## What the exercise asks
Copy word for word the passage in the legal briefing on Libya's security sector below, from "In the present" up to and including "redress to victims.".

## Source document
Security sector’s accountability through civilian control and oversight

In the present legal briefing, the International Commission of Jurists (ICJ) analyzes the Libyan legal framework regulating the military, security forces and the intelligence services, which at present does not fully comply with international law and standards.

4. Removing immunity from prosecution for crimes under international law

International law and standards

Immunities are exemptions from penalties, prosecution or lawsuits from which an individual who would otherwise be subject to them may benefit as a result of their official capacity when acting in the exercise of their duties, or of their status as a State official.

Under international law, Libya has an obligation to investigate, prosecute and punish, as warranted by the evidence, crimes under international law, including when committed by non-State armed groups, and provide redress to victims.

This obligation must not be frustrated by the granting of immunities in connection with an alleged perpetrator’s function or status.

The UN Impunity Principles provide that:

States should adopt and enforce safeguards against any abuse of rules such as those pertaining to … immunities … that fosters or contributes to impunity. … the official status of the perpetrator of a crime under international law – even if acting as head of State or Government – does not exempt him or her from criminal or other responsibility and is not grounds for a reduction of sentence.

## Given information

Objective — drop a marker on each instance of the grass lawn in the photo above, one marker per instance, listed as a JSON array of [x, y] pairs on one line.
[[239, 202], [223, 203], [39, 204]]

## Exercise result
In the present legal briefing, the International Commission of Jurists (ICJ) analyzes the Libyan legal framework regulating the military, security forces and the intelligence services, which at present does not fully comply with international law and standards.

4. Removing immunity from prosecution for crimes under international law

International law and standards

Immunities are exemptions from penalties, prosecution or lawsuits from which an individual who would otherwise be subject to them may benefit as a result of their official capacity when acting in the exercise of their duties, or of their status as a State official.

Under international law, Libya has an obligation to investigate, prosecute and punish, as warranted by the evidence, crimes under international law, including when committed by non-State armed groups, and provide redress to victims.